**DIRECTIONS**
Can you edit the offshore drilling remarks from "This week marks" up to and including "and coastal environments." so that "bureau" replaces "agency"?

>> Begin TEXT TO READ

This week marks my seventh month as the Director of the Bureau of Ocean Energy Management, Regulation and Enforcement (BOEMRE). As you know, Secretary Salazar created the agency after the Deepwater Horizon accident to replace the former Minerals Management Service (MMS). The mandate I received from President Obama and Secretary Salazar was as daunting and ambitious as it was urgent – to reform offshore energy development, starting with the agency responsible for overseeing it. Since that time, we have been working aggressively to make the changes necessary to restore the public’s confidence that offshore oil and gas drilling and production are being conducted safely and with appropriate protections for marine and coastal environments.

 

This topic is nothing if not timely. I know you heard this morning from the distinguished co-chairs of the Commission, Bill Reilly and Bob Graham. The Commission’s report is a thoughtful and comprehensive analysis of not only the spill itself, but of the history and development of offshore drilling and of the regulation of offshore drilling. I want to commend the Commission and its staff for their hard work, their professionalism, and their willingness to listen to – and take into account our perspectives – on the issues they were examining. I encourage each of you to read the report if you have not yet done so. We will continue to review and analyze the report’s recommendations.

>> End TEXT TO READ
>> Begin DATASET RECORDS

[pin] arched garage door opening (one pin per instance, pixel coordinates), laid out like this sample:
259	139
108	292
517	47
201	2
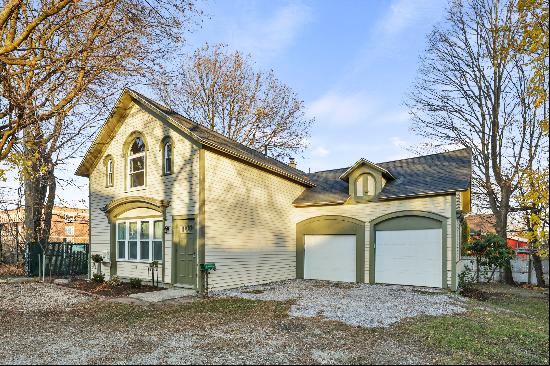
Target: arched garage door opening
331	248
409	249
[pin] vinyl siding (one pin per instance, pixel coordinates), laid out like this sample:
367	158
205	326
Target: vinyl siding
250	232
368	211
180	188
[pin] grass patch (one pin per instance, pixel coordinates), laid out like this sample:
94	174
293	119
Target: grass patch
504	329
254	292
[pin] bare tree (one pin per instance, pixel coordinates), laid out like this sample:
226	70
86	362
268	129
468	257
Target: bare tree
51	59
223	91
48	101
472	91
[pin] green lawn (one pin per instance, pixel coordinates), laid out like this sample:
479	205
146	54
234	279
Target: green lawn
511	327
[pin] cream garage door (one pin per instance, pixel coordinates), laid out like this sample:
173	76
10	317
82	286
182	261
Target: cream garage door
409	257
330	257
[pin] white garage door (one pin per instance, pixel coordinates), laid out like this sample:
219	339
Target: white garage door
409	257
330	257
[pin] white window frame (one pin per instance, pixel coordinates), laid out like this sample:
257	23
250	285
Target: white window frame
369	178
167	150
110	175
126	240
360	186
129	162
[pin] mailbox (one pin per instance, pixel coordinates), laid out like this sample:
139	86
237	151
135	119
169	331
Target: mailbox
208	266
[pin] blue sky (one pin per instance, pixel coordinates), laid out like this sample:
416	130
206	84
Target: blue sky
352	63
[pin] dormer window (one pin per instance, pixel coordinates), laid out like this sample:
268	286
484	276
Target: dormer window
167	161
109	175
136	163
365	185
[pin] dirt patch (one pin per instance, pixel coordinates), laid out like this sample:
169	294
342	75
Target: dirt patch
12	270
104	289
475	293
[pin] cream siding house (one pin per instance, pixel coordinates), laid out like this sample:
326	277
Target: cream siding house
165	189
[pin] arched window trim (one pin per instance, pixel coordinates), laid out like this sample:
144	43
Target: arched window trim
109	171
362	190
167	169
130	157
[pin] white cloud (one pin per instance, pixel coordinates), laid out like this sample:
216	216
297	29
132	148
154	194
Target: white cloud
320	152
404	13
397	141
272	35
348	108
336	108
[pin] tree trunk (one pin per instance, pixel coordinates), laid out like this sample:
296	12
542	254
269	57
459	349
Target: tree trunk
537	263
39	190
501	224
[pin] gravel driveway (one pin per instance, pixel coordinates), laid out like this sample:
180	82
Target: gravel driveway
354	304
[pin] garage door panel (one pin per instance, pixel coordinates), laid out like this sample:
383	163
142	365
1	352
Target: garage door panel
409	257
330	257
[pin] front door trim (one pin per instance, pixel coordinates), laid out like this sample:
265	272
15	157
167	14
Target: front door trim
174	252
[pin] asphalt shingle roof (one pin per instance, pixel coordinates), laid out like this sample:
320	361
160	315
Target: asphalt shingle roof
422	175
222	143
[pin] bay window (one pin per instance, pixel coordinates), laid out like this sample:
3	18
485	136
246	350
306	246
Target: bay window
139	240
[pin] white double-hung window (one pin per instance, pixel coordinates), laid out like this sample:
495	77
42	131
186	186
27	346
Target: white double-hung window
136	163
139	240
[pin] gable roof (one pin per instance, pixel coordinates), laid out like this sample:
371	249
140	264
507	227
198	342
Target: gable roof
197	132
368	163
420	176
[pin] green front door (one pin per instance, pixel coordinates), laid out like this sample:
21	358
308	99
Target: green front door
186	253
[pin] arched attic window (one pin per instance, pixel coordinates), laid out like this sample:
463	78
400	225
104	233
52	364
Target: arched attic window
136	163
109	172
167	156
365	185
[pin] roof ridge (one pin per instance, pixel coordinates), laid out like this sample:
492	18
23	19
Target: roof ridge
177	115
424	156
328	170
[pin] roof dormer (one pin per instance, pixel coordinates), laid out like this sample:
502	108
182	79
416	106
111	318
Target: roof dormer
365	180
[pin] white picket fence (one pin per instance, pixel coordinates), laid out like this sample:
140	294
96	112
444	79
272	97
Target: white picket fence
520	269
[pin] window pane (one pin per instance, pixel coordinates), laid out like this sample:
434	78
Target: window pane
132	230
121	249
157	250
137	164
144	231
158	230
138	146
137	179
110	173
122	231
144	250
168	166
371	185
359	186
132	250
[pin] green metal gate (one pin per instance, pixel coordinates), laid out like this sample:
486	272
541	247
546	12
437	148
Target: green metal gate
62	259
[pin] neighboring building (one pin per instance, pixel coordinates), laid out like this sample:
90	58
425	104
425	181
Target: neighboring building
165	188
68	224
486	223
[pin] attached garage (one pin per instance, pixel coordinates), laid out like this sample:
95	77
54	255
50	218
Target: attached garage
331	248
330	257
409	250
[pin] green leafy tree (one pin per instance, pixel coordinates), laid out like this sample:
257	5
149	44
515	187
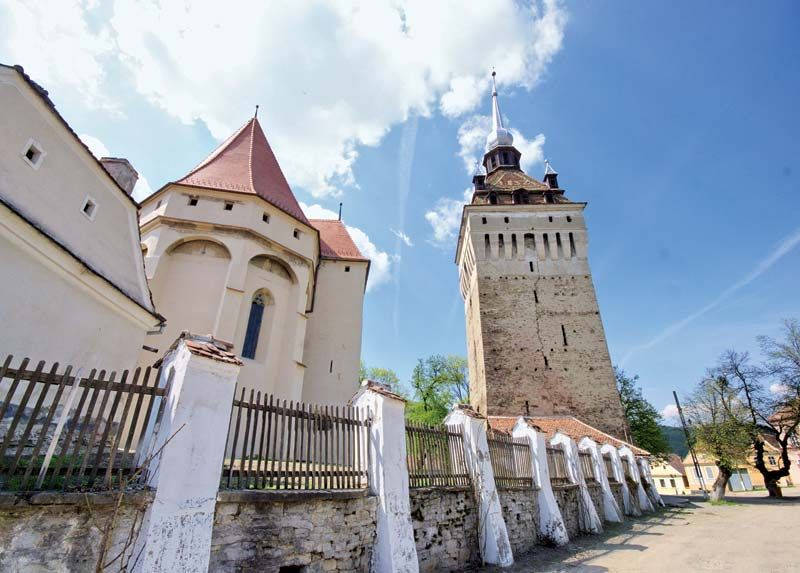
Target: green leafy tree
438	383
720	428
643	419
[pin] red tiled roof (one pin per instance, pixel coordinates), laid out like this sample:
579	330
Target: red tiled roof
245	163
335	242
569	425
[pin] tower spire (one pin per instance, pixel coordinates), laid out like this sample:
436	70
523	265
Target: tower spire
499	134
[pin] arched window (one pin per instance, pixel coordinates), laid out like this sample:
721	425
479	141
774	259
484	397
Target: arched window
253	326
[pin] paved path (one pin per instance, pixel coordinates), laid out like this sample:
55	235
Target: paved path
755	534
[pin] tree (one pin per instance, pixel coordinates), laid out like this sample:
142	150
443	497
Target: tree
720	428
643	419
438	382
382	375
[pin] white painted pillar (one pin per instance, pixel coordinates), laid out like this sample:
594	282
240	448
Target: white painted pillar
394	550
611	510
619	475
588	520
647	476
495	547
175	535
644	501
551	522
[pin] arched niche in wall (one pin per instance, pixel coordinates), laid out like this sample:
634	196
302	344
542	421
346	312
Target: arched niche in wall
189	284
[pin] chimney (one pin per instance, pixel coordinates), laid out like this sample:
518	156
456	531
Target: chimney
122	171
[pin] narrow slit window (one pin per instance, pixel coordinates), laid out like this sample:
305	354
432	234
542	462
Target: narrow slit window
253	326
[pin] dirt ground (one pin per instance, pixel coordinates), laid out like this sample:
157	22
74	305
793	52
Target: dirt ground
752	534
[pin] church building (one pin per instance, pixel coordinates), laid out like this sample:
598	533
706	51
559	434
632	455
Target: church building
535	341
229	252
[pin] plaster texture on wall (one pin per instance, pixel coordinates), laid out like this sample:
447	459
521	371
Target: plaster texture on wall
493	541
607	506
521	514
637	490
445	528
320	534
550	521
394	550
567	499
56	533
588	520
516	303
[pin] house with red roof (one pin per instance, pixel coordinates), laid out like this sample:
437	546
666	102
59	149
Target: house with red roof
229	252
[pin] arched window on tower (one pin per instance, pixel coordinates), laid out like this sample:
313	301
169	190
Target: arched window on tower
254	326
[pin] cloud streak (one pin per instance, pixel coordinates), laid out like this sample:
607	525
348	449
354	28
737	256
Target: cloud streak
783	248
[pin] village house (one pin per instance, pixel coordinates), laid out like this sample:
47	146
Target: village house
74	287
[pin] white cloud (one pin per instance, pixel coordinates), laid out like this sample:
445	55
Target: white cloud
445	219
472	142
403	237
381	264
330	76
778	388
670	412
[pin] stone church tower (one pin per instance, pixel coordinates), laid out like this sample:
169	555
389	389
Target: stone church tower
536	344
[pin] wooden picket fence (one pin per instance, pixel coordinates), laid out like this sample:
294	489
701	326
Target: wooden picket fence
557	465
62	430
511	460
297	446
435	456
587	466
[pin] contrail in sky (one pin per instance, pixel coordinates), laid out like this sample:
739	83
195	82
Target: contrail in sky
782	249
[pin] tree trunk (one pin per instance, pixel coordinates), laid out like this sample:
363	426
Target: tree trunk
718	489
773	488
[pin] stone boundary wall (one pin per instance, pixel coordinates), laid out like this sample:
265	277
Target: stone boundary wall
616	491
521	514
61	532
445	524
596	493
319	531
567	500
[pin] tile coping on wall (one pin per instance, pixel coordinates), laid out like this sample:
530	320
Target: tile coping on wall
270	496
16	500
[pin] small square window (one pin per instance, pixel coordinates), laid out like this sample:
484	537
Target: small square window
89	208
32	154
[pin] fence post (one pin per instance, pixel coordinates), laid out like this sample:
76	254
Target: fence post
176	530
611	510
644	501
588	519
394	549
495	547
551	522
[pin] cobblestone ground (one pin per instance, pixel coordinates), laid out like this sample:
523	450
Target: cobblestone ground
752	534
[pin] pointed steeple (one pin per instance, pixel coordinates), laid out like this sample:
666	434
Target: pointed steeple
499	134
244	163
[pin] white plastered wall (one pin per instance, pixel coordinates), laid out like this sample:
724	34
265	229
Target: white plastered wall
611	510
588	519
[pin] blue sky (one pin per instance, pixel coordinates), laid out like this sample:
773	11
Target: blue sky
677	122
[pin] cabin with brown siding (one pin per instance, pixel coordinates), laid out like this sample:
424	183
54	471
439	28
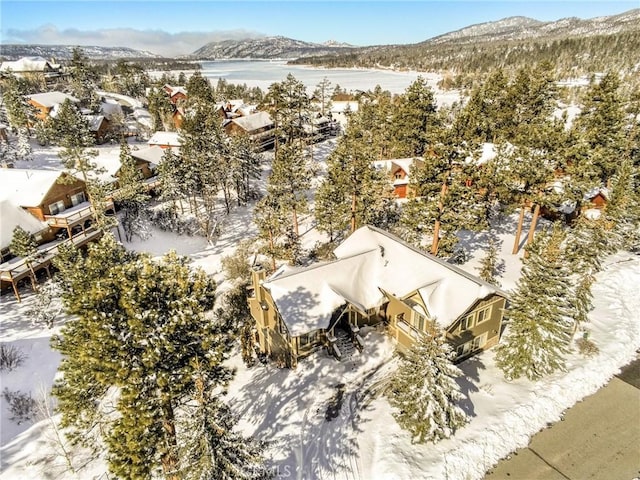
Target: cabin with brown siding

>> End DATASET RECORDS

**THE OUTPUT**
This week marks my seventh month as the Director of the Bureau of Ocean Energy Management, Regulation and Enforcement (BOEMRE). As you know, Secretary Salazar created the bureau after the Deepwater Horizon accident to replace the former Minerals Management Service (MMS). The mandate I received from President Obama and Secretary Salazar was as daunting and ambitious as it was urgent – to reform offshore energy development, starting with the bureau responsible for overseeing it. Since that time, we have been working aggressively to make the changes necessary to restore the public’s confidence that offshore oil and gas drilling and production are being conducted safely and with appropriate protections for marine and coastal environments.